Set problem:
Starting at the first line of the records and stopping after the line that contains "[0,167,196,365]", render those lines as a numbered list with blank lines skipped. Leave the pictures out.

Stored data:
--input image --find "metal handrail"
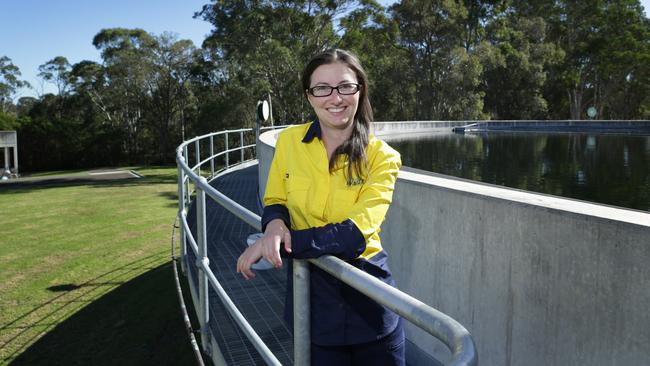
[176,126,478,366]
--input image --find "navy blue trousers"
[311,320,406,366]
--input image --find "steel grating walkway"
[187,165,293,366]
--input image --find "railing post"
[293,259,311,366]
[183,145,192,202]
[239,131,246,164]
[178,157,187,273]
[210,135,214,177]
[224,131,230,169]
[196,177,210,353]
[194,140,201,177]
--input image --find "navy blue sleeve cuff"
[262,204,291,232]
[291,220,366,260]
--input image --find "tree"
[0,56,30,112]
[93,28,156,162]
[482,11,563,119]
[38,56,71,96]
[391,0,485,120]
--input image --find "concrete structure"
[0,131,18,177]
[257,122,650,366]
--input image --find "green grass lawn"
[0,167,196,365]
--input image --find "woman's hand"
[237,219,291,280]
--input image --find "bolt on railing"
[176,126,478,366]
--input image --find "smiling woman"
[237,49,405,365]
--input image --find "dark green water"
[389,132,650,211]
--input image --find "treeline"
[0,0,650,170]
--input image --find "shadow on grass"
[0,168,178,194]
[10,262,196,365]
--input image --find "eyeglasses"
[307,83,361,97]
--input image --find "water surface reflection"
[389,132,650,211]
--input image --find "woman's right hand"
[258,219,291,268]
[237,219,291,280]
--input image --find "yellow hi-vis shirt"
[264,122,401,260]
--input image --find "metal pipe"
[225,132,230,169]
[210,135,214,178]
[309,255,478,366]
[293,259,311,366]
[194,140,201,176]
[200,262,282,366]
[239,131,244,163]
[196,182,210,353]
[172,216,205,366]
[176,161,187,273]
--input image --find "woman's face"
[307,62,361,130]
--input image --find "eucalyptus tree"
[93,28,156,162]
[391,0,485,120]
[340,0,416,121]
[536,0,650,119]
[146,33,196,162]
[481,9,564,119]
[38,56,72,96]
[199,0,356,126]
[0,56,30,113]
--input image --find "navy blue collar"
[302,118,323,143]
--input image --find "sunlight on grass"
[0,167,195,364]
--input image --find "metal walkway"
[187,165,293,366]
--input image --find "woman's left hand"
[237,240,263,280]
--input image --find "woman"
[237,49,404,365]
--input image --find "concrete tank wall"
[258,123,650,365]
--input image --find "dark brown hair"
[302,48,372,185]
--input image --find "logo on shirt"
[348,177,365,186]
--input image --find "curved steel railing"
[176,128,478,366]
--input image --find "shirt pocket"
[331,188,359,222]
[286,175,311,215]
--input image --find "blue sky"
[0,0,650,98]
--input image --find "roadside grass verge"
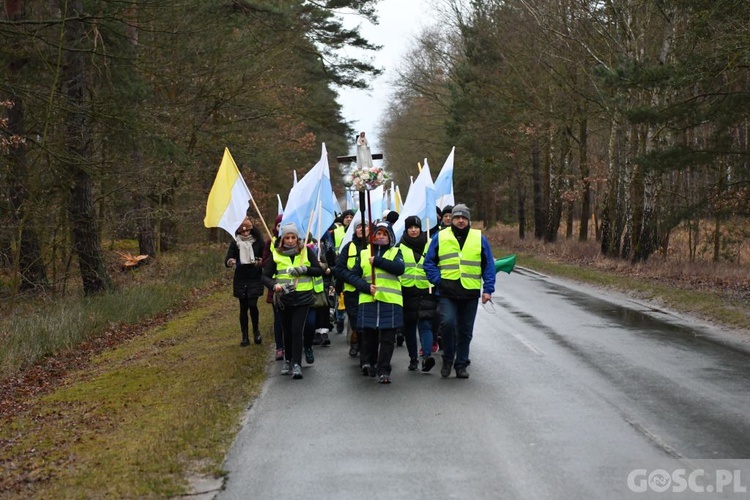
[0,290,272,498]
[0,246,224,379]
[490,229,750,332]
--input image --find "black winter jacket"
[224,233,265,299]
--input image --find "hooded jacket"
[342,222,405,330]
[224,227,265,299]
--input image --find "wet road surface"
[218,270,750,499]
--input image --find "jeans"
[359,328,396,375]
[440,297,479,368]
[273,307,284,349]
[404,318,432,359]
[240,297,259,335]
[280,305,310,365]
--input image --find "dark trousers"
[273,306,284,349]
[280,305,310,365]
[240,297,258,335]
[440,297,479,367]
[359,328,398,375]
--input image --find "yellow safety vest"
[359,247,404,307]
[399,241,430,289]
[272,247,313,292]
[438,229,482,290]
[333,226,346,252]
[344,242,357,292]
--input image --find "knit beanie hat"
[451,203,471,222]
[279,222,299,241]
[237,217,253,233]
[404,215,422,229]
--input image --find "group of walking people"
[225,204,495,384]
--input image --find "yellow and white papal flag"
[203,148,252,238]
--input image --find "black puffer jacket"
[224,228,266,299]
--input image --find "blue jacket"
[424,227,495,299]
[340,224,406,330]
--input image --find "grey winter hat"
[451,203,471,222]
[279,222,299,240]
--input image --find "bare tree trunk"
[514,149,526,239]
[544,128,568,243]
[60,0,112,295]
[601,114,620,257]
[578,117,591,241]
[531,137,547,240]
[4,1,49,293]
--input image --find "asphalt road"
[217,270,750,499]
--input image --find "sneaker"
[281,361,292,375]
[440,359,453,378]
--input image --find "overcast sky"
[336,0,434,154]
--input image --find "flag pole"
[362,189,375,285]
[250,195,273,240]
[428,217,432,295]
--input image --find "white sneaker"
[281,361,292,375]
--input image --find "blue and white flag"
[281,143,338,239]
[435,146,456,210]
[393,158,437,241]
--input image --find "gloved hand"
[287,266,307,276]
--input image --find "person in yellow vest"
[398,215,437,372]
[333,209,354,252]
[262,214,284,361]
[263,223,323,379]
[224,217,265,347]
[333,222,370,358]
[424,203,495,378]
[344,221,404,384]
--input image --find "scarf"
[401,231,427,261]
[451,225,471,248]
[279,245,300,257]
[237,233,255,264]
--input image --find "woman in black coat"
[224,218,266,347]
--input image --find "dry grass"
[487,223,750,330]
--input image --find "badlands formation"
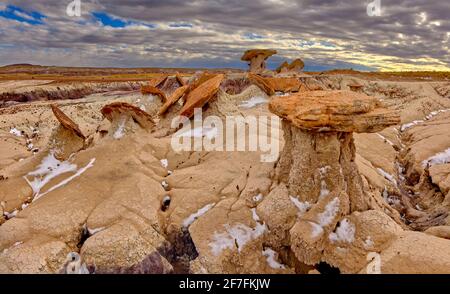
[0,55,450,274]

Task output:
1. --input image --find "metal handrail"
2. [176,126,478,366]
3. --input image --find "navy blue trousers"
4. [311,320,406,366]
5. --input image --find "steel grating walkway"
6. [187,165,293,366]
7. --input image --find "railing post"
8. [293,259,311,366]
9. [183,145,192,202]
10. [239,131,246,164]
11. [178,157,187,273]
12. [210,135,214,177]
13. [224,131,230,169]
14. [196,177,210,353]
15. [194,140,201,177]
16. --input image --find "navy blue sleeve cuff"
17. [262,204,291,232]
18. [291,220,366,260]
19. --input image --find "tree"
20. [0,56,30,112]
21. [93,28,156,162]
22. [482,11,563,119]
23. [38,56,71,96]
24. [391,0,485,120]
25. --input image --find "concrete structure"
26. [0,131,18,177]
27. [257,122,650,366]
28. --input image --find "green grass lawn"
29. [0,167,196,365]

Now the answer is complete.